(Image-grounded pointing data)
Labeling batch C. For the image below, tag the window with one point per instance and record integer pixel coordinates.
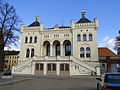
(66, 67)
(82, 52)
(48, 50)
(84, 37)
(27, 53)
(32, 52)
(53, 67)
(90, 37)
(30, 39)
(49, 67)
(41, 66)
(37, 66)
(61, 67)
(68, 49)
(35, 40)
(26, 39)
(87, 52)
(78, 38)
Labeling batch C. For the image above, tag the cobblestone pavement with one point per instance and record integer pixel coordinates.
(52, 83)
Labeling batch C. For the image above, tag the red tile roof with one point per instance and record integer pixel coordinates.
(104, 51)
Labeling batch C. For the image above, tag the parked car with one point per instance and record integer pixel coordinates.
(109, 81)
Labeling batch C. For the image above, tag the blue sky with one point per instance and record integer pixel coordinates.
(55, 11)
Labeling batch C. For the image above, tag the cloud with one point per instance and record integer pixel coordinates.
(108, 42)
(11, 48)
(105, 39)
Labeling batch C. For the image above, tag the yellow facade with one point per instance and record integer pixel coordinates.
(11, 60)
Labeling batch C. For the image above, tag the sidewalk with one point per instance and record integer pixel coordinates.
(12, 80)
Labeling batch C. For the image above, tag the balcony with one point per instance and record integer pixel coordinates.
(53, 58)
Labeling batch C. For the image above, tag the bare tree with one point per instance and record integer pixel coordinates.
(8, 27)
(117, 44)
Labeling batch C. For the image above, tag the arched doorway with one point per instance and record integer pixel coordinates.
(67, 47)
(56, 45)
(46, 48)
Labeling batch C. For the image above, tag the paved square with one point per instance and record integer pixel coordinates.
(53, 83)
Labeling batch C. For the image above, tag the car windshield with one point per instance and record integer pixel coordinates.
(112, 78)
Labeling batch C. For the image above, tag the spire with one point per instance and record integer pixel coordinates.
(83, 13)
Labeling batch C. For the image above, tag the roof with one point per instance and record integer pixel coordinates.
(64, 27)
(60, 27)
(12, 52)
(112, 73)
(104, 51)
(83, 19)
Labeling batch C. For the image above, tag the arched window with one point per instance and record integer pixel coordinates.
(87, 52)
(82, 52)
(35, 40)
(26, 39)
(27, 53)
(78, 37)
(48, 50)
(68, 49)
(32, 52)
(30, 39)
(84, 37)
(58, 49)
(90, 37)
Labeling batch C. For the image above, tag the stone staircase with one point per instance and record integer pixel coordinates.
(85, 64)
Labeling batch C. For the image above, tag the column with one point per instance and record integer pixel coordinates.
(71, 49)
(61, 50)
(41, 51)
(58, 68)
(33, 68)
(45, 68)
(51, 50)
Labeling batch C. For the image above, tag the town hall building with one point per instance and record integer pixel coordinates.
(59, 51)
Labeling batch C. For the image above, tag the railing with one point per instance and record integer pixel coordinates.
(52, 58)
(27, 62)
(84, 64)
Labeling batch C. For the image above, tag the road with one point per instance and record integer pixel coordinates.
(52, 83)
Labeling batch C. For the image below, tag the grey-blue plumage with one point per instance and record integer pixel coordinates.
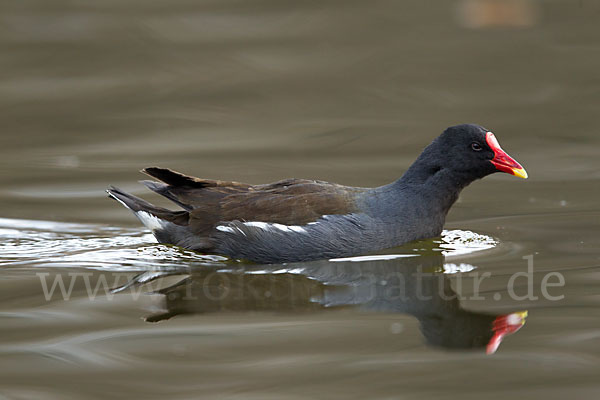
(299, 220)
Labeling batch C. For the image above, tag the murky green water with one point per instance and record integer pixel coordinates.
(348, 92)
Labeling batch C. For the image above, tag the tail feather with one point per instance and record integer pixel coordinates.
(174, 178)
(149, 214)
(166, 190)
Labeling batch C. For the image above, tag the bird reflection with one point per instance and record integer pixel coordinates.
(414, 285)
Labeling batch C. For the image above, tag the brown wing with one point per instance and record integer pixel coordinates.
(289, 202)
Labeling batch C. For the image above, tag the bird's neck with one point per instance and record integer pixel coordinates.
(437, 186)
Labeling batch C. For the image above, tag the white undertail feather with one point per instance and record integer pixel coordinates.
(150, 221)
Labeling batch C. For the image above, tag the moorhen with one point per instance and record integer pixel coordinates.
(299, 220)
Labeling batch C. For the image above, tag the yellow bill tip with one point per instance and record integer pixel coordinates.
(520, 172)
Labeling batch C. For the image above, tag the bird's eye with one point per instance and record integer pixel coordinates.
(476, 146)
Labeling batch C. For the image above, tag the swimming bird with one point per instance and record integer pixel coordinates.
(299, 220)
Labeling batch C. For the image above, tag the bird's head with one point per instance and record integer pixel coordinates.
(473, 150)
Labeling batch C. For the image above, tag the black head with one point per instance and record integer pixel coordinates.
(470, 151)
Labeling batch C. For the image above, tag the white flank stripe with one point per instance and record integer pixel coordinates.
(374, 258)
(284, 228)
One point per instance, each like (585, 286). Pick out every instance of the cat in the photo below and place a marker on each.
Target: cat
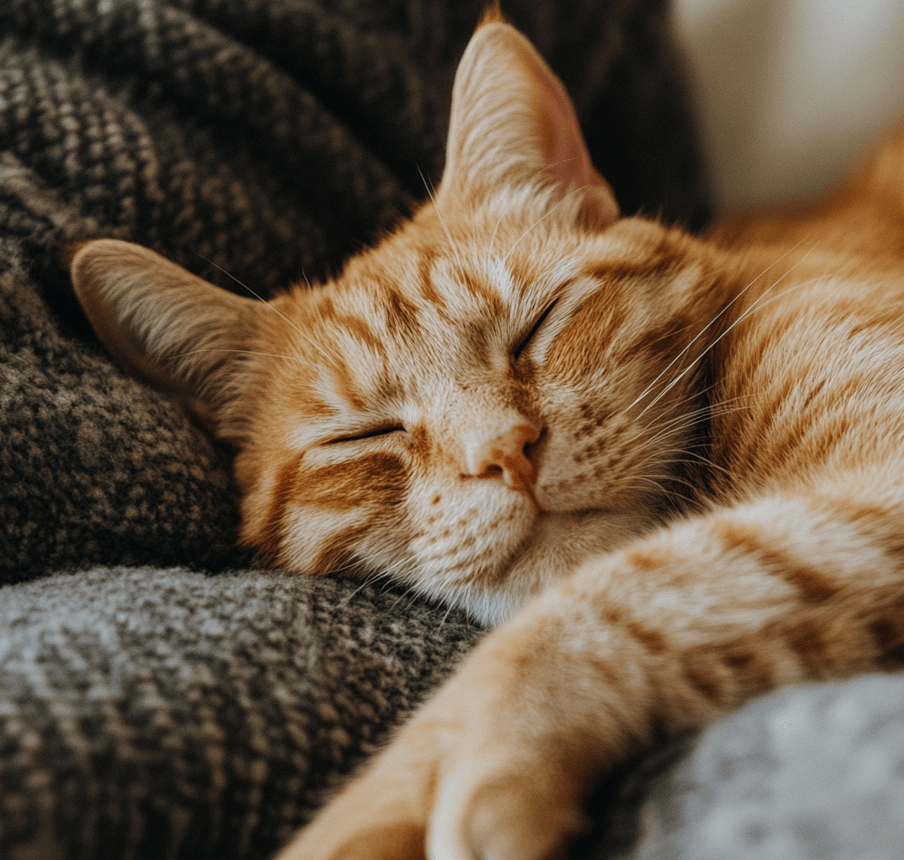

WHAT THE EXERCISE ASKS
Your answer should hold every record above, printed exactly and free of pictures.

TASK SOLUTION
Labeling batch C. For the image below, tag the window with one point per instance and record integer pixel coordinates.
(66, 67)
(82, 52)
(48, 50)
(84, 37)
(27, 53)
(32, 52)
(53, 67)
(90, 37)
(30, 39)
(49, 67)
(41, 66)
(37, 66)
(61, 67)
(68, 49)
(35, 40)
(26, 39)
(87, 52)
(78, 38)
Labeling batch C. For the image above, tag the cobblestone pavement with one point per instance and record integer pixel coordinates.
(52, 83)
Labeling batch C. For the image above, tag the red tile roof with one point per instance and record integer pixel coordinates.
(104, 51)
Labeling batch C. For the image above, tag the parked car with one point per instance and record integer pixel coordinates.
(109, 81)
Labeling batch C. For the image above, tag the blue sky with one point per instance and record integer pixel coordinates.
(55, 11)
Labeling batch C. For the image above, tag the cloud with one point per instance and record integer pixel coordinates.
(108, 42)
(11, 48)
(105, 39)
Labeling batch C. For the image above, tag the yellow facade with one point per instance and record integer pixel coordinates.
(11, 60)
Labeling batch C. For the image above, tag the sidewalk with one point per instance and record integer pixel coordinates.
(12, 80)
Labeling batch C. For the image above, tag the balcony with one point per instance and record integer pixel coordinates.
(53, 58)
Labeling batch C. For the image above, tag the bare tree with one point per instance and record integer pixel coordinates.
(8, 27)
(117, 44)
Labeling batch C. For the image above, tag the arched doorway with one point per instance and record integer pixel coordinates.
(67, 47)
(56, 45)
(46, 48)
Labeling batch C. For the image above, tag the paved square with one point per instance and record integer pixel coordinates.
(53, 83)
Labeling batch C. For the image above, tag the car windshield with one point per instance and record integer pixel coordinates.
(112, 78)
Labeling batch C. For the image above, tag the spire with one point per instance and record integer pixel coordinates.
(83, 13)
Labeling batch C. For the image above, tag the roof with one point per instance and record integer pixel coordinates.
(64, 27)
(60, 27)
(12, 52)
(112, 73)
(104, 51)
(83, 19)
Labeling batch C. For the image above, tag the arched window with one point per instance and record integer pixel coordinates.
(87, 52)
(82, 52)
(35, 40)
(26, 39)
(27, 53)
(78, 37)
(48, 50)
(68, 49)
(32, 52)
(30, 39)
(84, 37)
(58, 49)
(90, 37)
Labeling batch C. For the image above, tag the stone staircase with one point per instance and record integer pixel coordinates.
(85, 64)
Labeling batch C. For the image above, tag the column with one point per instance and record integer pixel coordinates.
(71, 49)
(61, 50)
(41, 51)
(58, 68)
(33, 68)
(45, 68)
(51, 50)
Labeling batch C. For the image above, tag the town hall building with one point per instance and record integer pixel coordinates.
(59, 51)
Labeling batch C. For the image above, tag the railing with one point per instance and record integer pixel coordinates.
(52, 58)
(27, 62)
(84, 64)
Labeling batch C. For the image above, tag the road with one point per instance and record integer pixel coordinates.
(52, 83)
Labeling batch C. For the image below, tag the grey-blue plumage with one point per instance and record integer pixel coordinates.
(299, 220)
Labeling batch C. For the image above, tag the murky green water with one point per instance and record integer pixel coordinates.
(348, 92)
Labeling batch C. For the image above, tag the tail feather with one point per instance and record integer pixel coordinates.
(174, 178)
(149, 214)
(166, 190)
Labeling batch C. For the image above, tag the bird reflection with one point per instance and record integer pixel coordinates.
(414, 285)
Labeling batch C. For the image above, tag the brown wing with one point per instance and record integer pixel coordinates.
(289, 202)
Labeling batch C. For the image above, tag the bird's neck with one point per instance and record integer pixel coordinates.
(437, 186)
Labeling batch C. For the image above, tag the white undertail feather with one point per instance and record integer pixel coordinates.
(150, 221)
Labeling batch C. For the image above, tag the moorhen with one point per instance and record integer pixel coordinates.
(299, 220)
Labeling batch C. For the image above, tag the yellow bill tip with one point per instance and record integer pixel coordinates.
(520, 172)
Labeling batch C. For the image above, tag the bird's eye with one point per instance and record integer pixel coordinates.
(476, 146)
Labeling batch C. For the image above, tag the swimming bird with one point per instance and record integer pixel coordinates.
(299, 220)
Labeling batch C. For the image above, tag the bird's head with one point per instance and record integer pixel coordinates.
(473, 150)
Labeling batch C. For the image above, tag the black head with one point per instance and record integer pixel coordinates.
(470, 151)
Labeling batch C. For the image above, tag the white flank stripe with one point per instance and record integer pixel coordinates.
(374, 258)
(284, 228)
One point per instance, each like (585, 286). Pick out every instance of the cat in the photo below and place a marker on each.
Target: cat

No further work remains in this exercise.